begin PASSAGE SHOWN

Traditional methods for authenticating users on mobile devices are based on passwords or fingerprints. As long as mobile devices remain active, they do not incorporate any mechanisms for verifying if the user originally authenticated is still the user in control of the mobile device. Thus, unauthorized individuals may improperly obtain access to personal information of the user if a password is compromised or if a user does not exercise adequate vigilance after initial authentication on a device. To deal with this problem, active authentication systems have been proposed in which users are continuously monitored after the initial access to the mobile device. Active authentication systems can capture users' data (facial image data, screen touch data, motion data, etc) through sensors (camera, touch screen, accelerometer, etc), extract features from different sensors' data, build classification models and authenticate users via comparing additional sensor data against the models.
Mobile active authentication can be viewed as one application of the more general problem, namely, multimodal classification. The idea of multimodal classification is to utilize multiple sources (modalities) measuring the same instance to improve the overall performance compared to using a single source (modality). Multimodal classification also arises in many computer vision tasks such as image classification, RGBD object classification and scene recognition.
In this dissertation, we not only present methods and algorithms related to active authentication problems, but also propose multimodal recognition algorithms based on low-rank and joint sparse representations as well as multimodal metric learning algorithm to improve multimodal classification performance. The multimodal learning algorithms proposed in this dissertation make no assumption about the feature type or applications, thus they can be applied to various recognition tasks such as mobile active authentication, image classification and RGBD recognition.
First, we study the mobile active authentication problem by exploiting a dataset consisting of 50 users' face captured by the phone's frontal camera and screen touch data sensed by the screen for evaluating active authentication algorithms developed under this research. The dataset is named as UMD Active Authentication (UMDAA) dataset. Details on data preprocessing and feature extraction for touch data and face data are described respectively.
Second, we present an approach for active user authentication using screen touch gestures by building linear and kernelized dictionaries based on sparse representations and associated classifiers. Experiments using the screen touch data components of UMDAA dataset as well as two other publicly available screen touch datasets show that the dictionary-based classification method compares favorably to those discussed in the literature. Experiments done using screen touch data collected in three different sessions show a drop in performance when the training and test data come from different sessions. This suggests a need for applying domain adaptation methods to further improve the performance of the classifiers.

end PASSAGE SHOWN
begin INFORMATION PROVIDED

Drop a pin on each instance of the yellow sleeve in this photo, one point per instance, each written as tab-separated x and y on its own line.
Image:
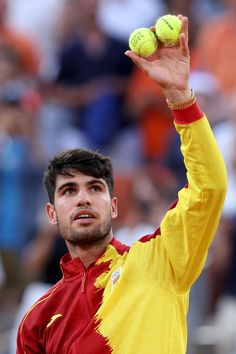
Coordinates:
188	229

end INFORMATION PROVIDED

◆ WHAT TO WORK ON:
(a) Please answer these from the passage on mobile authentication, each on its own line marked the same way: (i) Traditional methods for authenticating users on mobile devices are based on what? (ii) Data from how many users makes up the UMDAA dataset? (iii) In how many different sessions was the screen touch data collected?
(b) Repeat the stretch from "In this dissertation, we" through "and RGBD recognition." in the passage on mobile authentication, word for word.

◆ THE REPLIES:
(a)
(i) Passwords or fingerprints
(ii) 50
(iii) Three

(b)
In this dissertation, we not only present methods and algorithms related to active authentication problems, but also propose multimodal recognition algorithms based on low-rank and joint sparse representations as well as multimodal metric learning algorithm to improve multimodal classification performance. The multimodal learning algorithms proposed in this dissertation make no assumption about the feature type or applications, thus they can be applied to various recognition tasks such as mobile active authentication, image classification and RGBD recognition.